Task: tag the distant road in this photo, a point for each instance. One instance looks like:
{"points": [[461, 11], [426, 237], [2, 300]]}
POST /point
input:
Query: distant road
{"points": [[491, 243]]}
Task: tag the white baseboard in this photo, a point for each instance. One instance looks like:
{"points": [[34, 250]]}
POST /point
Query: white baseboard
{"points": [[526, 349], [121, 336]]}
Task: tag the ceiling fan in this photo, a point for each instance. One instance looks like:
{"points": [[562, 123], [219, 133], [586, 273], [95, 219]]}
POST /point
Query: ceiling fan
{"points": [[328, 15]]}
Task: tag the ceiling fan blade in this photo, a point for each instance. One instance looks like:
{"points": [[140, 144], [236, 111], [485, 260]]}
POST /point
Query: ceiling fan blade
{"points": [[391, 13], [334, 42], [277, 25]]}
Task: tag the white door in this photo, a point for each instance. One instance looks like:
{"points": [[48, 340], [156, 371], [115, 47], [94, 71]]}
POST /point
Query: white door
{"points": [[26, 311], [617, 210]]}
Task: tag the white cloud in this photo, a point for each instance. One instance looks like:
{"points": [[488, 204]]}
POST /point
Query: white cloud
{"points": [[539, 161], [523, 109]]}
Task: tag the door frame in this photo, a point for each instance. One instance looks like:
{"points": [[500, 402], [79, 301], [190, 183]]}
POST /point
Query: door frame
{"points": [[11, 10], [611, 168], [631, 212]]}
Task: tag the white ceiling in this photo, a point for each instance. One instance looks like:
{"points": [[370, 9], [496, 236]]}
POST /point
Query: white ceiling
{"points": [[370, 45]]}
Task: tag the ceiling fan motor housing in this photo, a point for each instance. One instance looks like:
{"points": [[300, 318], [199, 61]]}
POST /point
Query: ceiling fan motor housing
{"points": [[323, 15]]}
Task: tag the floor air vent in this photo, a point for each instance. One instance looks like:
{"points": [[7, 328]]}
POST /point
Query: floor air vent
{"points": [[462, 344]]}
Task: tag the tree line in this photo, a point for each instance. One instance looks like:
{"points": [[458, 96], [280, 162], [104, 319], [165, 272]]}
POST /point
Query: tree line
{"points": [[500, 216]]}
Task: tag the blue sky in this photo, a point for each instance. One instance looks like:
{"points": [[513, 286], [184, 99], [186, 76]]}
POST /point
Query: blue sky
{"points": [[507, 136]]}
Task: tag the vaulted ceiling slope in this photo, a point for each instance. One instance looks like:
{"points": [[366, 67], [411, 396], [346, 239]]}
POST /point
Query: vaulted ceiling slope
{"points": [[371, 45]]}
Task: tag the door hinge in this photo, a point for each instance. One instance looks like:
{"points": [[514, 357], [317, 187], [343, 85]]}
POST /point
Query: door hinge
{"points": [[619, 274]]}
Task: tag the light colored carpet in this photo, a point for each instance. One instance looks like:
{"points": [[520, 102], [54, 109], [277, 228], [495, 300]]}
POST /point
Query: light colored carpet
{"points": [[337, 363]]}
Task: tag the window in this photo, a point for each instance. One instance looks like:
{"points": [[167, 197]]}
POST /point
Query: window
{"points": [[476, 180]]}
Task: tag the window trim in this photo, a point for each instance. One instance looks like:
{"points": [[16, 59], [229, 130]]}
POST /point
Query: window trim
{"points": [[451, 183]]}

PROBLEM DESCRIPTION: Going back to the entries above, set down exactly the lines that begin at the one with "Query: white door" and end at the one with "Task: tag the door frame", both included, and nothing else.

SOLUTION FOR THIS EXERCISE:
Query: white door
{"points": [[26, 311], [617, 210]]}
Task: tag the white cloud in this photo, a point for each instance. One instance looks like:
{"points": [[488, 204]]}
POST /point
Query: white cloud
{"points": [[539, 161], [523, 109]]}
Task: tag the door frame in this photo, a point for each instance. One instance looks like:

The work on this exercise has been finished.